▶ PAGE TEXT:
--- Begin ---
Very cool, Noitoen... now you can use your Kyosho... I like this and I also have one... a Kyosho DRT... my first model car. See:





Cheers,

Alexandre


----------



## steamer (Aug 26, 2011)

I just finished a rebuild of my son's and my cars.  I've tuned mine now so that it flips over backwards if I get too frisky with the throttle.. ;D Way more fun than any human should be allowed to have...

9" long

2.5 pounds

4 wheel drive

anti lock brakes

0.6 Horsepower.....( 7.4 volts x 60 amps)

Gotta love it!

Dave


----------



## agmachado (Aug 27, 2011)

Yes!!!

I like that... but I need see pictures... Do you have? 

Cheers,

Alexandre


----------



## steamer (Aug 27, 2011)

I've posted these before Alexandre...but here they are again.











Dave


----------



## agmachado (Aug 28, 2011)

Yes, that's true... Dave!

Cheers,

Alexandre


----------



## steamer (Aug 28, 2011)

My car has a truggy style body and a wing.....and I run the ESC programed for higher ramp....I can set it to 6 out of 10....at that point the car is so overpowered that it's very difficult to control...

The brakes are the same way....I have to back them off or the car does a forward flip when I hit the brakes.

Dave


----------



## agmachado (Aug 28, 2011)

Hi Guys,

Yesterday I assemble the absorbers (in english I don't know the name of it) and installed it in the chassis. See...





















Cheers,

Alexandre


----------



## lazylathe (Aug 28, 2011)

Looking good Alexandre!!! ;D

They are called "Shock Absorbers"
Are they plastic or anodized aluminium shocks?

I like that they have the soft rubber boot to protect the shaft from dirt!

Very cool car!

Andrew


----------



## agmachado (Aug 28, 2011)

Hi Andrew,

Thanks for name...

They are anodized aluminium and are very resistants.

Cheers,

Alexandre


----------



## agmachado (Jan 28, 2012)

Hi Guys,

After sometime I completed the assembly of my truggy. In reality, missing mount only the body... I don't have the tool to pierce the body, in the next week I will buy this tool.

The engine is very good and very strong, but I'm softening yet and isn't convenient accelerate now, becouse the mixture is very rich to facilitate the lubrification.











Cheers,

Alexandre


----------



## agmachado (Apr 22, 2012)

Hi Guys,

I believe that you will like to see this...

[ame=http://www.youtube.com/watch?v=KUWf4cGcslA]Truggy in High Speed[/ame]

Cheers,

Alexandre


----------



## dsquire (Apr 22, 2012)

Alexandre

It certainly looks like you are having a lot of fun with that car. I can tell that you have had a bit of practice as well and feel much more comfortable when driving it. A bit more practice and you will be able to make those full flips every time and not end up on the roof. Keep on having fun. Thanks for sharing this with us. :bow:

Cheers

Don


----------
--- End ---
(Coordinate annotation lines)
--- Begin ---
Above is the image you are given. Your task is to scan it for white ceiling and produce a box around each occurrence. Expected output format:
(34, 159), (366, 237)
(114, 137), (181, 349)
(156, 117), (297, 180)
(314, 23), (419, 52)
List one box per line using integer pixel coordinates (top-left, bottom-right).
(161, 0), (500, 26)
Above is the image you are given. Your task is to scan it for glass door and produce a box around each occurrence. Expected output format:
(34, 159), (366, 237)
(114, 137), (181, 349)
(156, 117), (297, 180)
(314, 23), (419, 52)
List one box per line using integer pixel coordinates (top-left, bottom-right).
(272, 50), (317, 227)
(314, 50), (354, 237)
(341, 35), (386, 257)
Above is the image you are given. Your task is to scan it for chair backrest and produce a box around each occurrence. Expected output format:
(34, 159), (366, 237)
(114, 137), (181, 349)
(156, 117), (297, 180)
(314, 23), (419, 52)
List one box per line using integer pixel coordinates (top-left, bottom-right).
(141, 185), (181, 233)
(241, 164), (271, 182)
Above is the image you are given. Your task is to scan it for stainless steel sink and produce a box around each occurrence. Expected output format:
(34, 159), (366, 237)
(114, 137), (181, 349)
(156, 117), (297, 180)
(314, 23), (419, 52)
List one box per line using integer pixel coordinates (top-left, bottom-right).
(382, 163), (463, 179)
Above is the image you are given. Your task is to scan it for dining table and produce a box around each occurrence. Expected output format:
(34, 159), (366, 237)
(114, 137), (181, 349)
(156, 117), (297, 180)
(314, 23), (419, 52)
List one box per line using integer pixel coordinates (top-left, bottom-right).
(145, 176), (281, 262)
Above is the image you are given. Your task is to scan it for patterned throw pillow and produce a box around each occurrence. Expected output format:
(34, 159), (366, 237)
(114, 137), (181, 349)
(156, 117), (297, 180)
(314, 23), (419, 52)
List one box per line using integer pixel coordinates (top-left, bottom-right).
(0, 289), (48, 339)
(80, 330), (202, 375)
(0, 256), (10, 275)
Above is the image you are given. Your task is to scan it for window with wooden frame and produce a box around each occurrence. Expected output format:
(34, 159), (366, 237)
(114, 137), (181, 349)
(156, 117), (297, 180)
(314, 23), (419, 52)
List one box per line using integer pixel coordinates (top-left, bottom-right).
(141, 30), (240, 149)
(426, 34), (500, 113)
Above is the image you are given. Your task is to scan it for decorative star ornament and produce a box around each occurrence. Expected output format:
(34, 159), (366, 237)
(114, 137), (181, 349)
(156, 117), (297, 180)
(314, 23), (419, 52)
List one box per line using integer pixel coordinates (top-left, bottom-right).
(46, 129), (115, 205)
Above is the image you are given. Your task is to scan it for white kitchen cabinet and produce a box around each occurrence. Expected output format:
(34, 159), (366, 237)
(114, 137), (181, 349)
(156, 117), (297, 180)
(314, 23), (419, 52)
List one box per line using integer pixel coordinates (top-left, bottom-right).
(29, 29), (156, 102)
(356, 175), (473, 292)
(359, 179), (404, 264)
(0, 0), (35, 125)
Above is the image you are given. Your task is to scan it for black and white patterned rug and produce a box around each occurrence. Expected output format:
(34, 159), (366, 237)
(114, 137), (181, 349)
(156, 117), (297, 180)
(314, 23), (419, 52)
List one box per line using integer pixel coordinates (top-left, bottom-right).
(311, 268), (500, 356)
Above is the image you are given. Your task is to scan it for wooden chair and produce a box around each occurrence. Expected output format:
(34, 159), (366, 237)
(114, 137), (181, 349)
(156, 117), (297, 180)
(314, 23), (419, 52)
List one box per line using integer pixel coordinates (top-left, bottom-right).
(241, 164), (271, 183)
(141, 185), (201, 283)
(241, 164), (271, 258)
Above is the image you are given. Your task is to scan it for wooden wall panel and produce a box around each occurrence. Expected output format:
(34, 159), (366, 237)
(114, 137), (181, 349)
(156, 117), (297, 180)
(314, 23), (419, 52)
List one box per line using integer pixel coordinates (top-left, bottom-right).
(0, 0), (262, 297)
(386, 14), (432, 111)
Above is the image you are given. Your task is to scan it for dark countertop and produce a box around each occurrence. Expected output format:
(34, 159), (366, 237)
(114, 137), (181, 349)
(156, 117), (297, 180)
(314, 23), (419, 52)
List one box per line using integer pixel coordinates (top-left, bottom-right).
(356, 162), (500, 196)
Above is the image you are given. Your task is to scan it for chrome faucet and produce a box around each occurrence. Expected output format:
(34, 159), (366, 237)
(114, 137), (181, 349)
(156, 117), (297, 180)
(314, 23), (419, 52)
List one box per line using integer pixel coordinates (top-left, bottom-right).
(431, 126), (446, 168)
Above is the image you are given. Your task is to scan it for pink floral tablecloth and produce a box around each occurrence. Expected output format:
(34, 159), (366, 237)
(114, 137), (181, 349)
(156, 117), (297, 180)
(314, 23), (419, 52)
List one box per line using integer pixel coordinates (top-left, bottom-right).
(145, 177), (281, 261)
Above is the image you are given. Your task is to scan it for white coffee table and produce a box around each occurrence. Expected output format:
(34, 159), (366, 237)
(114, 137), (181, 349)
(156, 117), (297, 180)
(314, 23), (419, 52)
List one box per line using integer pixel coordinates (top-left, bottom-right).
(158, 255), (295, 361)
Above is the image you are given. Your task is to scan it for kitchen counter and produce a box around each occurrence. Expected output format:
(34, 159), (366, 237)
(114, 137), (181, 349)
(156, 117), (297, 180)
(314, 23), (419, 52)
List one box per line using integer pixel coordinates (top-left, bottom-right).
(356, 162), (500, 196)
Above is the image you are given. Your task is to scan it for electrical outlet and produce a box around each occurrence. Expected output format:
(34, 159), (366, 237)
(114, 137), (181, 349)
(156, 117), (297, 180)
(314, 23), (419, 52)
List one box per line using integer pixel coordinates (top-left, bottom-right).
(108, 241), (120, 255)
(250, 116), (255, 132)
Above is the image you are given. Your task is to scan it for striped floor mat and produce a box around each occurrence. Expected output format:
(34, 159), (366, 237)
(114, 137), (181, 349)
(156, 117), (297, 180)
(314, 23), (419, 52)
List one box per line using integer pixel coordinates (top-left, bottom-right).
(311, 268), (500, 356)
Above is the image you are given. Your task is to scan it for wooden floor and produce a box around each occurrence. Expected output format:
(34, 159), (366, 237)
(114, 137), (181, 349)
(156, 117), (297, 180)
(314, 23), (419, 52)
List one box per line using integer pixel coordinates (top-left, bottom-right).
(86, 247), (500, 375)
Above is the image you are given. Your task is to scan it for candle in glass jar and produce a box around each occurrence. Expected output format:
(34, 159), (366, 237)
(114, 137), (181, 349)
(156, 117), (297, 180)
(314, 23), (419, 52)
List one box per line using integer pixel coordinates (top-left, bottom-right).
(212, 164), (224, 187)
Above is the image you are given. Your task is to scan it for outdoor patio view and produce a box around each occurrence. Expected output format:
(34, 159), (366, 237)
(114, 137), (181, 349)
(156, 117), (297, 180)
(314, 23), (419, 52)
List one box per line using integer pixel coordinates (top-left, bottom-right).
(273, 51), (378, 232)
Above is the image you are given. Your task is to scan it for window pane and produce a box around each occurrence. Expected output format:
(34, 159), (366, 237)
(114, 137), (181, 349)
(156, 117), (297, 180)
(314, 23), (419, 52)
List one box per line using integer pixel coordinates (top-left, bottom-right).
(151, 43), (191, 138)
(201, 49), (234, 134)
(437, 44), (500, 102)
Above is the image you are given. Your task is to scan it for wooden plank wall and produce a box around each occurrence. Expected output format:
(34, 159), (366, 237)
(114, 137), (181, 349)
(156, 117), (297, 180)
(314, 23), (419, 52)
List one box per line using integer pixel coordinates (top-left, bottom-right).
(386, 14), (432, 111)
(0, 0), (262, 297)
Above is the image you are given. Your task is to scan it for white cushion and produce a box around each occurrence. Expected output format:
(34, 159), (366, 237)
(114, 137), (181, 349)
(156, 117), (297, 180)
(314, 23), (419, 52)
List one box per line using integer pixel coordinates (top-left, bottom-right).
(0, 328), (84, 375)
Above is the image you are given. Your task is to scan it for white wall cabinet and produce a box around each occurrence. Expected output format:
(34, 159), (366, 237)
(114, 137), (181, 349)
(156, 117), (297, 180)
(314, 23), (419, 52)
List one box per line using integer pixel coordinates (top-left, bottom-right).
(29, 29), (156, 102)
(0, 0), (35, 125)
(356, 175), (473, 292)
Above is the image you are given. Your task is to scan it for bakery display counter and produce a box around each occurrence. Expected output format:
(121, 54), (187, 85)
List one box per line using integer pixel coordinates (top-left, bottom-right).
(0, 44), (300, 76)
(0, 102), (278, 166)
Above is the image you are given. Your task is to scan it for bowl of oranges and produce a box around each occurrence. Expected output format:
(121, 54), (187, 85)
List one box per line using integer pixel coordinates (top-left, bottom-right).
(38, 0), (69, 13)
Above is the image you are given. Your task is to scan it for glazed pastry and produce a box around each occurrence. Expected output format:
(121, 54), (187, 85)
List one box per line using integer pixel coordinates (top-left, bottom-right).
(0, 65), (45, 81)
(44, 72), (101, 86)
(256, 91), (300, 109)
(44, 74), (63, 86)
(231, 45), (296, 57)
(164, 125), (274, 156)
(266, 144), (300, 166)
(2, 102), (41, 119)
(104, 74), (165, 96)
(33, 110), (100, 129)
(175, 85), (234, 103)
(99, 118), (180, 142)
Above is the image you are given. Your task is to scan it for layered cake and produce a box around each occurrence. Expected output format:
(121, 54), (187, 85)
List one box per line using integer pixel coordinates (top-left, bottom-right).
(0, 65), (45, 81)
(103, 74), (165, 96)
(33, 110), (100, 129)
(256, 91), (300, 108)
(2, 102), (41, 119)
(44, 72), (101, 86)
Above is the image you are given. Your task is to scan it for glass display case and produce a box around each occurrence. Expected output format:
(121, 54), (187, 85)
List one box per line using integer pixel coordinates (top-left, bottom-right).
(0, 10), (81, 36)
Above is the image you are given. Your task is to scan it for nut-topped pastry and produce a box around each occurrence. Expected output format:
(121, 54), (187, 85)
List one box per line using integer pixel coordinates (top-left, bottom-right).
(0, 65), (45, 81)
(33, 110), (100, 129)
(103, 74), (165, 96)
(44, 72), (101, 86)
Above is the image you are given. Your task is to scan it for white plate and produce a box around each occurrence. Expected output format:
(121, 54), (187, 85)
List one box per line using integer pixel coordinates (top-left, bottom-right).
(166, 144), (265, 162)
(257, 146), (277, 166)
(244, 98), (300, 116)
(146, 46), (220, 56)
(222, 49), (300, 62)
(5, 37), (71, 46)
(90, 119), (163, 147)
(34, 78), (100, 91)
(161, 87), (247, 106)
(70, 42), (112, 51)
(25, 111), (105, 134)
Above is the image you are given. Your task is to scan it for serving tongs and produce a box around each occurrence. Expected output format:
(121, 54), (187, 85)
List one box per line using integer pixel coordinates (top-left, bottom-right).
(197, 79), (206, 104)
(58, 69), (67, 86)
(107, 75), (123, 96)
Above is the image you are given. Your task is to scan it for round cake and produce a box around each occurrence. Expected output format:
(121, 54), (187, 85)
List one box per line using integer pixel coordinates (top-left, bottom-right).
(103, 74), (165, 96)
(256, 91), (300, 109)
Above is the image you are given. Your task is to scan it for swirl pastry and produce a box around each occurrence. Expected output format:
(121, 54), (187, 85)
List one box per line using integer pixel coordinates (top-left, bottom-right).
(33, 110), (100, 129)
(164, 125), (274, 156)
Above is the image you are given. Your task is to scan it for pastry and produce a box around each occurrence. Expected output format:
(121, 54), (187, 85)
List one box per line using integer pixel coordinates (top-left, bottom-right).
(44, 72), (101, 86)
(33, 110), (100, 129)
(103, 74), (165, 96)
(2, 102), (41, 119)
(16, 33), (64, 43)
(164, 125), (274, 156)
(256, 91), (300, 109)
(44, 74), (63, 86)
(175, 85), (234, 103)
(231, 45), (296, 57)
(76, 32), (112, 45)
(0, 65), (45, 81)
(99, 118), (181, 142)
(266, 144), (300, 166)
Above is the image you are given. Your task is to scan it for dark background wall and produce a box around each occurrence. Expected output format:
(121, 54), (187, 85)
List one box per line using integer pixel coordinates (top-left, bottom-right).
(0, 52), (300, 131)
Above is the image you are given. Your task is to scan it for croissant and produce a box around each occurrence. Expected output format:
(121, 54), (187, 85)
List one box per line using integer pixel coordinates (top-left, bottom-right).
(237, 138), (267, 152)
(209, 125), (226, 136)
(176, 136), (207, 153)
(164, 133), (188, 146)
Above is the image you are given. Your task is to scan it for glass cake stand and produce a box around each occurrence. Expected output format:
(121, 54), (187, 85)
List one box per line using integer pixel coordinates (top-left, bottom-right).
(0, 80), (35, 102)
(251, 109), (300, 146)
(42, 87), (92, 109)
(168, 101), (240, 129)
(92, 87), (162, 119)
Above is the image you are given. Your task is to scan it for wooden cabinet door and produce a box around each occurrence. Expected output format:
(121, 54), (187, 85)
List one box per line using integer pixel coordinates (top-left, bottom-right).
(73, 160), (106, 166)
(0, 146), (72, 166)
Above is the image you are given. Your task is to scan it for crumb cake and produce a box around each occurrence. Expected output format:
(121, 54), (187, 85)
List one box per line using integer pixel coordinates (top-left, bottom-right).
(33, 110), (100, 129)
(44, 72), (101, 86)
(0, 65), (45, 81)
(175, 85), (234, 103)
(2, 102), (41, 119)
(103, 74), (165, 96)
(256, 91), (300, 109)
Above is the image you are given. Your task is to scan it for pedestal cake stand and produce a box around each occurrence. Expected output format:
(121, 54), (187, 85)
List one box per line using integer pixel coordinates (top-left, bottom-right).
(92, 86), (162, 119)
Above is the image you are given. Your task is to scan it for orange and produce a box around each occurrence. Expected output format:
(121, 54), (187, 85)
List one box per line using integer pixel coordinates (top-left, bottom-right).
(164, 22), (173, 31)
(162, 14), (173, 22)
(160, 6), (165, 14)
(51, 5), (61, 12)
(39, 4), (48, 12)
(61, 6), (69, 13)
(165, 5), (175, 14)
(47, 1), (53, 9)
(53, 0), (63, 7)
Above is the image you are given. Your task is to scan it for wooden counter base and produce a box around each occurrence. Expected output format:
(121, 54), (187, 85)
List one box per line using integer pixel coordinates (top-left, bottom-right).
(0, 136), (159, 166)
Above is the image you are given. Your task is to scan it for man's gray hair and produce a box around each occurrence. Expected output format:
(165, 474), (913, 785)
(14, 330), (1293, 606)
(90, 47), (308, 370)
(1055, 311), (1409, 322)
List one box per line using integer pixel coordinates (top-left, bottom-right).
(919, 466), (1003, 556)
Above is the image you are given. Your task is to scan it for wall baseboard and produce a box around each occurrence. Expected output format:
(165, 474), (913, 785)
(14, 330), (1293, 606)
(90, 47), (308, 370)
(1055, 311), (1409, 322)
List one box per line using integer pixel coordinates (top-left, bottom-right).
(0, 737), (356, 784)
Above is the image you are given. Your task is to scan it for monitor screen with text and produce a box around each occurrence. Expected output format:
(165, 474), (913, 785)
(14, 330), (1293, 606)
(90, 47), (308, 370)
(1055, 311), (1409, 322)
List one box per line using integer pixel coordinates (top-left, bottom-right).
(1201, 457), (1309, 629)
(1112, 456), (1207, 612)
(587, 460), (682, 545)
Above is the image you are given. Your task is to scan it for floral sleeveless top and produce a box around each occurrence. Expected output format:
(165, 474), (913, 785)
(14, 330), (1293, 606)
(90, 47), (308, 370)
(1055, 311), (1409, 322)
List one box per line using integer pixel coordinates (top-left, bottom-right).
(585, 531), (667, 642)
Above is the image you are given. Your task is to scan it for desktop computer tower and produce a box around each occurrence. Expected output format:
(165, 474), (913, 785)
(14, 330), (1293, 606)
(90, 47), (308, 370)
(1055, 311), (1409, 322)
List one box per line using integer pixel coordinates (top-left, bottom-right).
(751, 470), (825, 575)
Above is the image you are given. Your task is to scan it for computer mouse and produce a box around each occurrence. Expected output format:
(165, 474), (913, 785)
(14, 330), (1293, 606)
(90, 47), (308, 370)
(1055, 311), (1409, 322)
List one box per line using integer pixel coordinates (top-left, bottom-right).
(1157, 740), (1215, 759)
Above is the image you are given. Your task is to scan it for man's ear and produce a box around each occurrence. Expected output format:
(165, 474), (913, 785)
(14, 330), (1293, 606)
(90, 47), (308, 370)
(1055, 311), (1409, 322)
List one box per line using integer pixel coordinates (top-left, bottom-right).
--- End ---
▶ WRITTEN TASKS:
1. Answer these questions from the forum thread:
(a) How long does Dave say his car is?
(b) What material are Alexandre's shock absorbers made of?
(c) What tool does Alexandre lack to mount the body?
2. Write out the forum thread word for word, from "I just finished" to "volts x 60 amps)".
These lines are separate material and have no connection to the forum thread.

▶ SOLUTIONS BY TASK:
1.
(a) 9 inches.
(b) Anodized aluminium.
(c) The tool to pierce the body.

2.
I just finished a rebuild of my son's and my cars.  I've tuned mine now so that it flips over backwards if I get too frisky with the throttle.. ;D Way more fun than any human should be allowed to have...

9" long

2.5 pounds

4 wheel drive

anti lock brakes

0.6 Horsepower.....( 7.4 volts x 60 amps)